Provided text
Lockton Affinity and the U.S. Concealed Carry Association, among others, have policies that cover “lawful acts of self-defense.” They cost between $75 and $500 a year.

Are there any other caveats? 

Ruiz said standard homeowners and renters insurance plans generally don’t cover accidental shootings of household members by other household members; they only cover damages resulting from the accidental shooting of people who are visiting a residence. So if a gun owner unintentionally discharges a gun and strikes someone who lives under the same roof, it would not be covered. 

There’s a reason for this exclusion, said Kochenburger, the insurance law expert at the University of Connecticut. A homeowners policy covers not just the policyholder but also relatives who live in the home, and insurers don’t want to incentivize policyholders to file fraudulent claims on intentional injuries to others in the home. 

That significantly reduces the number of people who’d benefit from gun liability insurance. It’s also contrary to how the law has been characterized by city officials in public documents and in interviews. “We live in a nation in which 4.6 million children live in a household where a gun is kept unlocked and loaded,” Liccardo wrote in a January memo to the City Council, “and 72 percent of gun injuries occur at home, resulting in too many child victims.” But homeowners and renters insurance plans won’t cover the vast majority of unintentional child shootings.

Ruiz suggested that the insurance policy itself might not be the point of the ordinance. City officials “are looking at it to promote gun safety,” she said, through “the fee they’re going to charge, because they’re going to put that into gun safety programs.”

Excerpted data
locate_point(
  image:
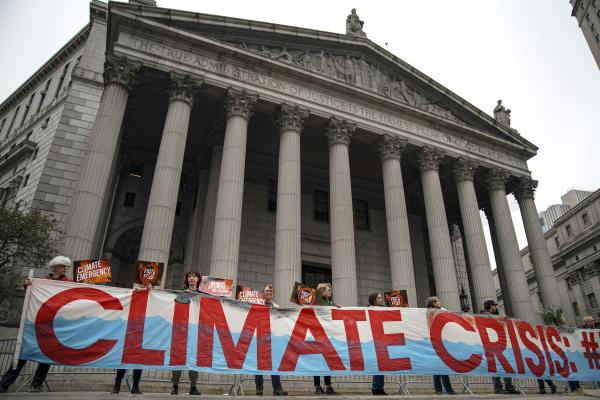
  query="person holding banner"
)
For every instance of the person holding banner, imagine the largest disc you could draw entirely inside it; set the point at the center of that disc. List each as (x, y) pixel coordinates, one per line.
(491, 307)
(440, 380)
(324, 298)
(137, 373)
(376, 300)
(59, 266)
(268, 293)
(190, 284)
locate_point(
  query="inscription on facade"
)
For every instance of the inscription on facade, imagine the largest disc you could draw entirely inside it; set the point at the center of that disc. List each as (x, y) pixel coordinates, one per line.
(317, 97)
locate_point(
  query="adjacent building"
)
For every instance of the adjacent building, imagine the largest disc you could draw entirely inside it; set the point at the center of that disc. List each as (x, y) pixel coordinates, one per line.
(269, 153)
(587, 13)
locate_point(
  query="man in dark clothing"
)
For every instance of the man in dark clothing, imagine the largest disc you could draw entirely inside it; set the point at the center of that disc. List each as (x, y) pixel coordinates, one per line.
(491, 307)
(59, 266)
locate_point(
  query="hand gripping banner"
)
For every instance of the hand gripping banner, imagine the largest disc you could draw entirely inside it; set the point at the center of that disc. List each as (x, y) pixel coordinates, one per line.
(98, 326)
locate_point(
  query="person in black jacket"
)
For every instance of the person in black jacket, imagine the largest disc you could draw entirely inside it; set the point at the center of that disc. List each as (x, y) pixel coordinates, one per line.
(376, 300)
(491, 307)
(324, 298)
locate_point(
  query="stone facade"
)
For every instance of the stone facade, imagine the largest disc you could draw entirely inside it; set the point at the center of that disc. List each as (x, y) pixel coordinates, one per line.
(293, 155)
(574, 247)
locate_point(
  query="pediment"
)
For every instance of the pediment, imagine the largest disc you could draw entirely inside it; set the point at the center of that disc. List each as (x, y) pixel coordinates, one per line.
(354, 61)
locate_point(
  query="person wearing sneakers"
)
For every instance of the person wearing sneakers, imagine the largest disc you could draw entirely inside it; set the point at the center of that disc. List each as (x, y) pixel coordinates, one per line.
(59, 266)
(190, 284)
(268, 293)
(376, 300)
(324, 298)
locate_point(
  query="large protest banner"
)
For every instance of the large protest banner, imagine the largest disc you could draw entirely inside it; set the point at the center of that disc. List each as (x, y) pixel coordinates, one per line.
(99, 326)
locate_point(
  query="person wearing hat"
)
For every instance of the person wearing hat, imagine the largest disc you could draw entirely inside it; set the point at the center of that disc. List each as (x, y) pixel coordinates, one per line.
(491, 307)
(59, 266)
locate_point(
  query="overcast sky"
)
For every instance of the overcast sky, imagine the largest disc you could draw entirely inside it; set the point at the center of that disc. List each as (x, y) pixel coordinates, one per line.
(529, 53)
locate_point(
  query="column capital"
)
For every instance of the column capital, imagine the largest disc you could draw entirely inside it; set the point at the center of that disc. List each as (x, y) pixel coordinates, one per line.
(429, 158)
(121, 71)
(291, 118)
(464, 168)
(391, 146)
(496, 179)
(239, 103)
(183, 87)
(339, 131)
(525, 188)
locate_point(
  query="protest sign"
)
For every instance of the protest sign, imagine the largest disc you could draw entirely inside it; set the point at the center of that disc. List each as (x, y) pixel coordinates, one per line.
(396, 298)
(147, 272)
(249, 295)
(92, 271)
(303, 295)
(216, 286)
(107, 327)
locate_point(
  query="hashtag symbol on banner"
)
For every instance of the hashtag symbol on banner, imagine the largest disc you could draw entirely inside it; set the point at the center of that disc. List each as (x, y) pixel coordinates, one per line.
(590, 348)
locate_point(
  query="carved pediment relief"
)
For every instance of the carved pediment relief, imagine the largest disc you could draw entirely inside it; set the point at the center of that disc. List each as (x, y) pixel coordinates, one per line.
(353, 70)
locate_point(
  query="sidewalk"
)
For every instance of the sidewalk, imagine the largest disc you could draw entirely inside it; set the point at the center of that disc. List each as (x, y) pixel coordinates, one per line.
(125, 395)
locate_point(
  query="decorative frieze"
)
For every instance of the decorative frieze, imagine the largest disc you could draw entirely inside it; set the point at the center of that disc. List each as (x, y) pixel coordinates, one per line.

Activity list
a - In the gun insurance article, could you restate the passage starting at "There’s a reason" and ending at "unintentional child shootings.", substituting "home insurance policy" for "homeowners policy"?
b - In the gun insurance article, how much do the self-defense policies from Lockton Affinity and the U.S. Concealed Carry Association cost per year?
c - Could you carry the gun insurance article on from the point where it stops?

Replies
a -
There’s a reason for this exclusion, said Kochenburger, the insurance law expert at the University of Connecticut. A home insurance policy covers not just the policyholder but also relatives who live in the home, and insurers don’t want to incentivize policyholders to file fraudulent claims on intentional injuries to others in the home. 

That significantly reduces the number of people who’d benefit from gun liability insurance. It’s also contrary to how the law has been characterized by city officials in public documents and in interviews. “We live in a nation in which 4.6 million children live in a household where a gun is kept unlocked and loaded,” Liccardo wrote in a January memo to the City Council, “and 72 percent of gun injuries occur at home, resulting in too many child victims.” But homeowners and renters insurance plans won’t cover the vast majority of unintentional child shootings.

b - Between $75 and $500 a year.

c -
What are critics saying?

The gun lobby objects to the ordinance because it’s a government mandate. While the National Rifle Association, the National Shooting Sports Foundation, and other gun groups support things like liability insurance and gun safety training — and even profit from them — they draw the line at lawmakers forcing gun owners to use them. Doing so, they argue, amounts to an unconstitutional infringement on the Second Amendment.

The National Association For Gun Rights filed suit to block San Jose’s policy, arguing that the insurance requirement doesn’t alleviate “the scourge” of illegal gun use or recoup compensation from criminals. The NRA claims that the cost shuts out middle-class gun owners, and that the city’s real goal is to reduce gun ownership, not gun violence. P.B. Gomez, the founder of the Latino Rifle Association, described the insurance requirement as “fundamentally classist” and said he’s concerned that the ordinance will be enforced more often against Black and Latino gun owners, further harming an already overpoliced population.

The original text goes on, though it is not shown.